Task to complete:
The line containing "Objective — locate the small" marks the start; return it and every line after it in the listing below, exactly, through the last.
▼▼▼
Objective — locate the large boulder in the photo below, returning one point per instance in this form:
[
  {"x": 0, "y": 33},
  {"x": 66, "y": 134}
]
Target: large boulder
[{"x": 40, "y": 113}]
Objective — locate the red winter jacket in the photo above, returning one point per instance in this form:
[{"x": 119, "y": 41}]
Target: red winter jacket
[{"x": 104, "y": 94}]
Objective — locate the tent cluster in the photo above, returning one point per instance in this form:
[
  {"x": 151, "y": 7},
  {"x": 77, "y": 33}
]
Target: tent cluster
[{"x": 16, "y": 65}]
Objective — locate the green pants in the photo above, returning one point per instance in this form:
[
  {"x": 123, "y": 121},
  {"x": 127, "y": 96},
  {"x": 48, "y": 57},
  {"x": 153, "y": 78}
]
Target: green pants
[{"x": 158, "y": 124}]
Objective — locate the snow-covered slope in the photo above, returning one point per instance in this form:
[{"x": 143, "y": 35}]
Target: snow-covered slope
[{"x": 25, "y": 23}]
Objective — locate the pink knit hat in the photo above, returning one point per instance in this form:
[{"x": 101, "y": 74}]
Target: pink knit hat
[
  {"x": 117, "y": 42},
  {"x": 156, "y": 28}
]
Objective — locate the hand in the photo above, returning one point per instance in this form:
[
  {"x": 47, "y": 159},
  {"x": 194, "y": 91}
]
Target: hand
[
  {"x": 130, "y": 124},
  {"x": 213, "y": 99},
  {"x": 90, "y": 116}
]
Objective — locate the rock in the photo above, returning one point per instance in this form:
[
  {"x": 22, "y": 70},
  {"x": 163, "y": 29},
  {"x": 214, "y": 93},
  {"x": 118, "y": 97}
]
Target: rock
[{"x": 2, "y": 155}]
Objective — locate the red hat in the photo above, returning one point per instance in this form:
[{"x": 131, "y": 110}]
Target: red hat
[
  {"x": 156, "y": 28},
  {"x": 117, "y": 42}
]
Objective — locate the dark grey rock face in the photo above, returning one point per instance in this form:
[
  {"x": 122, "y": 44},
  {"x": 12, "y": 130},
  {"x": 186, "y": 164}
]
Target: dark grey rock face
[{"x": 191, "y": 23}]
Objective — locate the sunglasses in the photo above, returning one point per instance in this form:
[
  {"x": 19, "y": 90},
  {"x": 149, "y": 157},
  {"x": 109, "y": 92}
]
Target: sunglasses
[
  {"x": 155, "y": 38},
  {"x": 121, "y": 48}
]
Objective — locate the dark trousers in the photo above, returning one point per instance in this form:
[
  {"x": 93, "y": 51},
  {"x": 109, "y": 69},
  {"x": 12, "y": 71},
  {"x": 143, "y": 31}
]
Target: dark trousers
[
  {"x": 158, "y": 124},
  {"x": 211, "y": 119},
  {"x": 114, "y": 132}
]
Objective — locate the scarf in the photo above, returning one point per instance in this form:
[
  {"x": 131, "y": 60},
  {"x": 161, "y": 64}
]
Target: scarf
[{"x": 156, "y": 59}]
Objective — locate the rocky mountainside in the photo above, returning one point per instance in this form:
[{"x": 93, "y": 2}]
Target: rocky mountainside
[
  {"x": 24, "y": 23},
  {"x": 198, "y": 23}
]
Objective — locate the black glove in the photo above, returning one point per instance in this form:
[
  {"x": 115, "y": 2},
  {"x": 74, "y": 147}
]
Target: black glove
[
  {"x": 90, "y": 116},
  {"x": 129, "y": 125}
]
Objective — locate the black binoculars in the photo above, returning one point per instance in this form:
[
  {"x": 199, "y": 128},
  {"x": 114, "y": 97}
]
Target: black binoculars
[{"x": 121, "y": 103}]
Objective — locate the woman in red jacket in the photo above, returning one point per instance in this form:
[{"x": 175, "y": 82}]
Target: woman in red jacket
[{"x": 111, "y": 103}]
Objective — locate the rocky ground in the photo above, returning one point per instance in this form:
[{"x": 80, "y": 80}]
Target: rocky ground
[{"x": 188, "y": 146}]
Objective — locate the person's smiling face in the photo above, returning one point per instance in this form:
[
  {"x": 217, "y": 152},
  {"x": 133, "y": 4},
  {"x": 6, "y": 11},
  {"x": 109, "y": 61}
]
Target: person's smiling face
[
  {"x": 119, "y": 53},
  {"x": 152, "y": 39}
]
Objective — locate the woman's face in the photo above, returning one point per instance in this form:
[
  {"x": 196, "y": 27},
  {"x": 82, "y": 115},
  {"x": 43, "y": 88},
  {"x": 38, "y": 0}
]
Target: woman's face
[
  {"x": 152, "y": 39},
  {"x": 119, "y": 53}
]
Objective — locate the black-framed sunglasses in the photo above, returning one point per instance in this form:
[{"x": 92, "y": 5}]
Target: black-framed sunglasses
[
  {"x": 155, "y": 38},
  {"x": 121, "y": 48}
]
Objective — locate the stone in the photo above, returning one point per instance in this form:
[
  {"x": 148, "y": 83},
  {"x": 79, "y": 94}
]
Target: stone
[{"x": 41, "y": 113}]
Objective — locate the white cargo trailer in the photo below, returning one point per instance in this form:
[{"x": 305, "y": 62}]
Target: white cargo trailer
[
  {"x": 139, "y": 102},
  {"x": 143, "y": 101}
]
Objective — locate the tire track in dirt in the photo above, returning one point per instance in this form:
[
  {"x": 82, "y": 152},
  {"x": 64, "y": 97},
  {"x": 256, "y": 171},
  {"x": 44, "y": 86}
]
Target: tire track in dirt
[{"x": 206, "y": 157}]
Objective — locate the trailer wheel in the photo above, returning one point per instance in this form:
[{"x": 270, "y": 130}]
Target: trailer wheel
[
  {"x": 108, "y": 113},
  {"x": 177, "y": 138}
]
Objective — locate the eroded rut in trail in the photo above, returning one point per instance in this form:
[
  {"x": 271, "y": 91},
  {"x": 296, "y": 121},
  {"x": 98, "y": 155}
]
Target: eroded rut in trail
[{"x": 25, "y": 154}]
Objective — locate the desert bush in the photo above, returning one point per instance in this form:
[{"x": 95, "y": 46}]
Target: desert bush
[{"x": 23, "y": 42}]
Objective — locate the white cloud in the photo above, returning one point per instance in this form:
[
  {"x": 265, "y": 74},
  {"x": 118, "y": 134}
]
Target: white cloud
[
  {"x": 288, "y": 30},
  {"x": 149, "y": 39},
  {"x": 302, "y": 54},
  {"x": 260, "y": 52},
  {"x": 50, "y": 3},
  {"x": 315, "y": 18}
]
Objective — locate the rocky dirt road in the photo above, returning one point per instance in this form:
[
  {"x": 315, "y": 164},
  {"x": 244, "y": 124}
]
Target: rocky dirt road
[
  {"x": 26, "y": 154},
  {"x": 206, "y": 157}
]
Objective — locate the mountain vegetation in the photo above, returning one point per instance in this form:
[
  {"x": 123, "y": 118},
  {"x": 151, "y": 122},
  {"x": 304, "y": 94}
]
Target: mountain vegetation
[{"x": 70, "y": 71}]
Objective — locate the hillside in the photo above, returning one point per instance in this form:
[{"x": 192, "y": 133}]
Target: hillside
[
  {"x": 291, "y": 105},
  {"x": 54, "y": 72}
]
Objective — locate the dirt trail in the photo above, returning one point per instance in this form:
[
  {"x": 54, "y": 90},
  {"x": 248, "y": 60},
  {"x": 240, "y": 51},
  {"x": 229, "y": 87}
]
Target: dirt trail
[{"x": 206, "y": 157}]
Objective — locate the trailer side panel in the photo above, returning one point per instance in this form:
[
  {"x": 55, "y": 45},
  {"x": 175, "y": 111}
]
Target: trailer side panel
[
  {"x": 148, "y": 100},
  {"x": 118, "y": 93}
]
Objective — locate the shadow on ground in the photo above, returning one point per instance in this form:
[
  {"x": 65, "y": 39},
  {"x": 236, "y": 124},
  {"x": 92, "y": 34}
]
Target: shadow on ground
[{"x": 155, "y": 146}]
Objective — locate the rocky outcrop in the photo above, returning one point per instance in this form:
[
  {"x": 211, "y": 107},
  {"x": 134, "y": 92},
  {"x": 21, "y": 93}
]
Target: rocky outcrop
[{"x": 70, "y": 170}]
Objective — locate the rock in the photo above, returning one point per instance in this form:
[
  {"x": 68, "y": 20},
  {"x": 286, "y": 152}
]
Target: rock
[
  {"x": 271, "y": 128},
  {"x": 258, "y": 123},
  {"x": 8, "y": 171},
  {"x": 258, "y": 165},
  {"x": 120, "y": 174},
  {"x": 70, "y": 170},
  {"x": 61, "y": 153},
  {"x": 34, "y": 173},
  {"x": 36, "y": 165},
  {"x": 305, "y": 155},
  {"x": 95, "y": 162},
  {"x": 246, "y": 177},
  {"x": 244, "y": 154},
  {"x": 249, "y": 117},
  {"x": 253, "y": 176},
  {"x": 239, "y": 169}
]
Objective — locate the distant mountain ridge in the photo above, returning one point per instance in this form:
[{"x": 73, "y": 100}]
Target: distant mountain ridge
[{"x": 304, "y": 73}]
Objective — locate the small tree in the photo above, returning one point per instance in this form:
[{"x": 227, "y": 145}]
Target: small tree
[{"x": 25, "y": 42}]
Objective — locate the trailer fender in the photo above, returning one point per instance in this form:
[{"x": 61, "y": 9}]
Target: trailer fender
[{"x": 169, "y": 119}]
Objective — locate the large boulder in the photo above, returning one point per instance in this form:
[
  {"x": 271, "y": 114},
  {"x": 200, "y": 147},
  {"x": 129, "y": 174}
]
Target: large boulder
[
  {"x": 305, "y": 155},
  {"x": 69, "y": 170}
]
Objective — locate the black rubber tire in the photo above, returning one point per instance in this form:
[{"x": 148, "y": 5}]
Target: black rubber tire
▲▲▲
Written solution:
Objective — locate the small tree in the photo above, returning one point per instance in this form:
[{"x": 227, "y": 145}]
Target: small tree
[{"x": 25, "y": 42}]
Objective — locate the trailer fender in the photo above, returning one point per instance in this form:
[{"x": 61, "y": 9}]
Target: trailer fender
[{"x": 169, "y": 119}]
Objective — locate the large boulder in the photo above, returning one point per instance in this form:
[
  {"x": 271, "y": 114},
  {"x": 200, "y": 147},
  {"x": 129, "y": 174}
]
Target: large boulder
[
  {"x": 305, "y": 155},
  {"x": 69, "y": 170}
]
Objective — locate the black rubber tire in the photo above, returning one point per instance in this form:
[{"x": 148, "y": 5}]
Target: black rubber tire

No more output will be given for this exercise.